[INSTRUÇÕES]:
1. No texto sobre a flâneurie, a policromia é apresentada como defesa contra quê?
2. Prossiga o texto sobre a flâneurie a partir do ponto em que ele termina.

[PASSAGEM CITADA]:
------------------------------------------------------------

“Por toda parte, vê-se uma profusão de combinação de cores que choca Lúcio, mas ele descobre que é preciso a cor intensa para não desaparecer na luz tropical. A policromia é uma defesa contra o sol que devora o branco dos climas quentes”.

A flâneurie exige uma predisposição à melancolia. Como deixar-se envolver pela multidão sem ser confrontado com os sentimentos desconhecidos que nos protegem de nós mesmos? Também requer uma curiosidade laboriosa que, fronteiriça, limita-se entre o entregar-se ao coletivo, descortinando-o quase antropologicamente, e o criar uma espécie de panopticom privado, no qual as imagens e as ideias do outro sejam observadas não como moral, mas como arte. A princípio, o desafio do flâneur não era científico, mas estético: o alumbramento diante da cidade e a desconstrução do mito da metrópole em nome da experiência individual (e da assinatura do artista, claro).

------------------------------------------------------------

[Trechos de dados de regiões rotuladas]
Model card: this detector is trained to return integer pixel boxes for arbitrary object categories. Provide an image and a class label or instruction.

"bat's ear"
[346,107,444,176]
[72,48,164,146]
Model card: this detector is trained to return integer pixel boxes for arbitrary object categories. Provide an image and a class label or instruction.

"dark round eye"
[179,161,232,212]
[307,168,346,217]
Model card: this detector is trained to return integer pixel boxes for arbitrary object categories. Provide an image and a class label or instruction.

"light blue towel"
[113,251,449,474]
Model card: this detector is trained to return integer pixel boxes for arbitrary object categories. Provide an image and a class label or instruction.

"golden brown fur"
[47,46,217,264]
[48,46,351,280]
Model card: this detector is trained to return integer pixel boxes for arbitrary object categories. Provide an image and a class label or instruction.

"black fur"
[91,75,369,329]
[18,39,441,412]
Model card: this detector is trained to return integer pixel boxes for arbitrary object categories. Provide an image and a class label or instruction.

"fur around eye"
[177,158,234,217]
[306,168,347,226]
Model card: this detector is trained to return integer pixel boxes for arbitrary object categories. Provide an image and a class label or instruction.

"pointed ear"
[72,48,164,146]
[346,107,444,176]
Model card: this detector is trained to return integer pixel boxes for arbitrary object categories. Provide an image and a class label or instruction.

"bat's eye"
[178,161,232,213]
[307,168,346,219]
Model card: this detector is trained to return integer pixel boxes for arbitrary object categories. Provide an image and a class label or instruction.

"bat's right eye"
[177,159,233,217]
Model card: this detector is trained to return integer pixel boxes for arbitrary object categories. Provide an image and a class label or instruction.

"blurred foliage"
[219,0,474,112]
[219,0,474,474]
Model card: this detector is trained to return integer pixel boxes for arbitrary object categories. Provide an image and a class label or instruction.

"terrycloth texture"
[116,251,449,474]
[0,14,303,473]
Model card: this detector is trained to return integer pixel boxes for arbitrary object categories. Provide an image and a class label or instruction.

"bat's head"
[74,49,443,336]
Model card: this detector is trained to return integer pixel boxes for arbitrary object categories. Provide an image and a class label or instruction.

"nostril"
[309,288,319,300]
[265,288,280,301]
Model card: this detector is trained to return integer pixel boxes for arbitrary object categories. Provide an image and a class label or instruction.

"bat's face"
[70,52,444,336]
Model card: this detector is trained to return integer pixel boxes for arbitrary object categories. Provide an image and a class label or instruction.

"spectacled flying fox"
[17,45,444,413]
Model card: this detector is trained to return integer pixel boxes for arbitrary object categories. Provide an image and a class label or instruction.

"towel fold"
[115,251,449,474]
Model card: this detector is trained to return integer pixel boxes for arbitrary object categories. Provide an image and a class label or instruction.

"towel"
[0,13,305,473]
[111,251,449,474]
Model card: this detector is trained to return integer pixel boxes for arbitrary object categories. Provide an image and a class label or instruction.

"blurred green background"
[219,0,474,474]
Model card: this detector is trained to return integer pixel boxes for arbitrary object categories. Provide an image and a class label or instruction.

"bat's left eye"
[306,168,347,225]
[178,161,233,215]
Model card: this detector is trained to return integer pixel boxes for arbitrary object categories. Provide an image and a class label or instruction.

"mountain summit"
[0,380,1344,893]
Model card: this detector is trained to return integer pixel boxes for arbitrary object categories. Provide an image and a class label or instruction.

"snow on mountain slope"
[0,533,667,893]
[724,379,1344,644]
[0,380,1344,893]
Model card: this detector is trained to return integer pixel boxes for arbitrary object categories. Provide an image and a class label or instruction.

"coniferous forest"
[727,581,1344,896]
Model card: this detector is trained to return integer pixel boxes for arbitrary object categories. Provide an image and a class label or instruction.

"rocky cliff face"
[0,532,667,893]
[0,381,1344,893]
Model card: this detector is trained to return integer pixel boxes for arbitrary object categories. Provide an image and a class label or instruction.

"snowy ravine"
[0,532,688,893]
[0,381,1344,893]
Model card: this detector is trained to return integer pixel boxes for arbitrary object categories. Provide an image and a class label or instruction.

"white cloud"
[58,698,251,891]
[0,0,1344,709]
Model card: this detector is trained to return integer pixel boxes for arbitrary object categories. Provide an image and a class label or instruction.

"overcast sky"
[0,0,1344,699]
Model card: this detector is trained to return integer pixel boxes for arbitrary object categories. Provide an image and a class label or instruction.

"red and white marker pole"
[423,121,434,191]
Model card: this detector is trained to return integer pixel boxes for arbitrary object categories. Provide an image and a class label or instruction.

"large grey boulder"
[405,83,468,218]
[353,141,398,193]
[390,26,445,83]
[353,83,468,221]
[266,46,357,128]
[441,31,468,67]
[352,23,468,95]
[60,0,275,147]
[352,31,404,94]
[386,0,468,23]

------------------------------------------------------------

[RESPOSTAS]:
1. Contra o sol que devora o branco dos climas quentes.

2.
Quando chegou ao Recife, em 1960, para ministrar uma disciplina no recém-formado curso de Artes Dramáticas, da Universidade do Recife (hoje UFPE), o argentino Túlio Carella encontrou condições especiais, sociais e individuais para criar sua janela e observatório pessoal. Na Argentina, já era um intelectual de representação significativa, tendo vivenciado o modernismo portenho e crescido numa cidade cuja modernização chegara com estrutura econômica, ainda no final do século 19. Embora reconhecido, Túlio parecia um outsider. No Recife, o sonho de ser anônimo e, enfim, vaticinar seu deslocamento íntimo, realiza-se durante os dois anos em que as ruas predominadas pelo cheiro dos manguezais viram seu percurso cotidiano, registrado analiticamente em forma de um diário estetizado pela melancolia e sensualidade de Carella.

O Recife emerge de sua narrativa confessional surpreendente, junto com seus personagens; seu ethos; sua aura católica e o provincianismo burguês; sua movimentação e conservadorismo. Aspectos culturais relevantes para o entendimento do ser e pertencer à capital pernambucana revelam-se nas páginas de Orgia, diário traduzido por Hermilo Borba Filho, que depois de décadas esgotado tem relançamento pela editora Operaprima. Em cinco décadas, Orgia ganhou status de cult por sua narrativa homoerótica dispor de elementos caros ao tema, como a guetificação da atividade sexual e a marginalização do afeto. É fácil analisar Orgia por essa perspectiva. A começar pelo título e a descrição da contracapa: “quem sabe por que escrevo este diário? Por amor ao pecado, talvez, para quem lê-lo?,ou tento justificar-me a mim mesmo com uma exagerada grandeza no erótico? Que procuro? Que persigo”, diz.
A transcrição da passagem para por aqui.